=== Written task ===
Reproduce the stretch from the line containing "Locate the white track" through the end of the material, swapping "metal guardrail" for "steel guardrail" and leaving everything else unchanged.

□ □ □

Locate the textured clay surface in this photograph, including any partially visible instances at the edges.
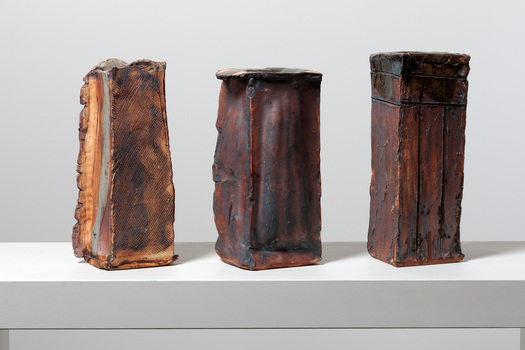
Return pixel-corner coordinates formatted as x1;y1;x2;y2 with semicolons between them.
213;68;321;270
73;59;176;270
368;52;470;266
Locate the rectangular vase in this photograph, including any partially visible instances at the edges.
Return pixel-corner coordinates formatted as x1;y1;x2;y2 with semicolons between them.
213;68;321;270
73;59;176;270
368;52;470;266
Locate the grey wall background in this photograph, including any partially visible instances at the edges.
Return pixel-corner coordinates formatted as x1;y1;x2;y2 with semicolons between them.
0;0;525;241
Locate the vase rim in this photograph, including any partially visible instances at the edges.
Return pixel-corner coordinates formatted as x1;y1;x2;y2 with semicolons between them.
216;67;322;80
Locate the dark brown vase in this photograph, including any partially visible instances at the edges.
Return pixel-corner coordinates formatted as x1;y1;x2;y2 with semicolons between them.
368;52;470;266
213;68;321;270
73;59;176;270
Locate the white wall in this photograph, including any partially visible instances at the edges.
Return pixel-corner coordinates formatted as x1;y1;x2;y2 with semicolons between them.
0;0;525;241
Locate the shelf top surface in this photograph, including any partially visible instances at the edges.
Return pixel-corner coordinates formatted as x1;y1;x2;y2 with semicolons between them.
0;242;525;282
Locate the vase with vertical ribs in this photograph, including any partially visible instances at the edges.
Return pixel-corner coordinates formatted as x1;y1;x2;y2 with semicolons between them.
368;52;470;266
213;68;321;270
73;59;177;270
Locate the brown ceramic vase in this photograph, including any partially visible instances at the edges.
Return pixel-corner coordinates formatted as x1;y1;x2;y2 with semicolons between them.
73;59;176;270
213;68;321;270
368;52;470;266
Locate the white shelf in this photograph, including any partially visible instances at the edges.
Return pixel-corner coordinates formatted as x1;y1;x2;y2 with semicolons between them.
0;242;525;329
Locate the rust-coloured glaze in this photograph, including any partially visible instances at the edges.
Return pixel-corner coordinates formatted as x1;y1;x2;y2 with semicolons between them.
213;68;321;270
73;59;177;270
368;52;470;266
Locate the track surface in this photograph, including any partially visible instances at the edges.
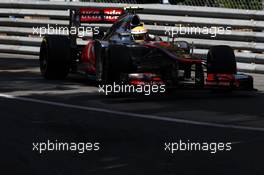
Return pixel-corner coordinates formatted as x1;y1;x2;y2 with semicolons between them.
0;54;264;175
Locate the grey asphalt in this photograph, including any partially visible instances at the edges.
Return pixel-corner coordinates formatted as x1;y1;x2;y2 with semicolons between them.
0;54;264;175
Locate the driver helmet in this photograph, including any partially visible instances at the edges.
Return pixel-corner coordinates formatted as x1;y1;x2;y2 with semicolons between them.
131;25;148;42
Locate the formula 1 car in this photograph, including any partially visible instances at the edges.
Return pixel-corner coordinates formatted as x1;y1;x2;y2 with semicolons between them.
39;8;253;90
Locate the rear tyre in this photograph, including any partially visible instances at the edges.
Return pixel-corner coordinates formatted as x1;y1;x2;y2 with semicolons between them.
39;35;71;79
195;64;204;89
207;45;237;74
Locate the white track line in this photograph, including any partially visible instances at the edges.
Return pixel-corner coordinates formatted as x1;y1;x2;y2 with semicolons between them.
0;94;264;132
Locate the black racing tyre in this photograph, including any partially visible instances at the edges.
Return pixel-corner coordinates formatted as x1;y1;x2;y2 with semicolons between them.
195;64;204;89
207;45;237;74
39;35;71;79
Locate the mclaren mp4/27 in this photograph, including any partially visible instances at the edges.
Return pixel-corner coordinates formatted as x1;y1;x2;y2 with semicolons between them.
39;8;253;90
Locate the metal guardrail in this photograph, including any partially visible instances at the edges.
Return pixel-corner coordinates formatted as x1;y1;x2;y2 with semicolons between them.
0;0;264;73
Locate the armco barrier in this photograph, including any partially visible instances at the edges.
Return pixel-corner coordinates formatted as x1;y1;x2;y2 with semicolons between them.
0;0;264;73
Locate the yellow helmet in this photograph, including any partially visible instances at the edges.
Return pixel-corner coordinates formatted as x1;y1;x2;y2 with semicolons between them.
131;25;148;42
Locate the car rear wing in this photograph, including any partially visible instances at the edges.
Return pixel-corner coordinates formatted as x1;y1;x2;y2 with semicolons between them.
69;7;125;45
70;7;125;26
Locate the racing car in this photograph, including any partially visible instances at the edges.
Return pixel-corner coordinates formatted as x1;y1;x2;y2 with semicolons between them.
39;8;253;90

□ □ □

=== Response for this exercise ===
Locate the white track line in this photograph, including any partially visible instances at the edges.
Return pixel-corner coordinates formatted as x1;y1;x2;y2 with semicolons between them.
0;94;264;132
Locate the black racing tyre in this photograph, including any partially visible instances at the edges.
Return pixel-corner coordinates formatted as x1;y1;x2;y2 with semicolons between them.
195;64;204;89
207;45;237;74
39;35;71;79
Locate the mclaren mp4/27 in this photograph, including any partially visible instances at the edges.
Return pixel-corner coordinates formatted as x1;y1;x2;y2 with semicolons between them.
39;8;253;90
Locate the steel guardrail in this photograph, including any partially visible instances at the edges.
Return pixel-corner coordinates formatted as x1;y1;x2;y2 with semicolons between them.
0;0;264;73
Locate the armco barrier in this photograph, including any partially visible instances at the edges.
Return pixel-corner coordinates formatted as x1;y1;x2;y2 with semicolons between them.
0;0;264;73
Locate the yellow helmet in this photograph, including any partially visible instances at the edges.
Return pixel-corner coordinates formatted as x1;y1;x2;y2 with semicolons between them.
131;25;148;42
Locate the car rear wing in this photograph, including any partially visible instances at the edges.
Return pixel-corner coordinates formatted as x1;y1;x2;y2 with semicolons between them.
69;7;125;45
70;7;125;26
Locate the racing car in this photograph, including any partially visible instances at the edges.
Return pixel-corner coordinates formatted as x1;y1;x2;y2 with semicolons between them.
39;8;253;90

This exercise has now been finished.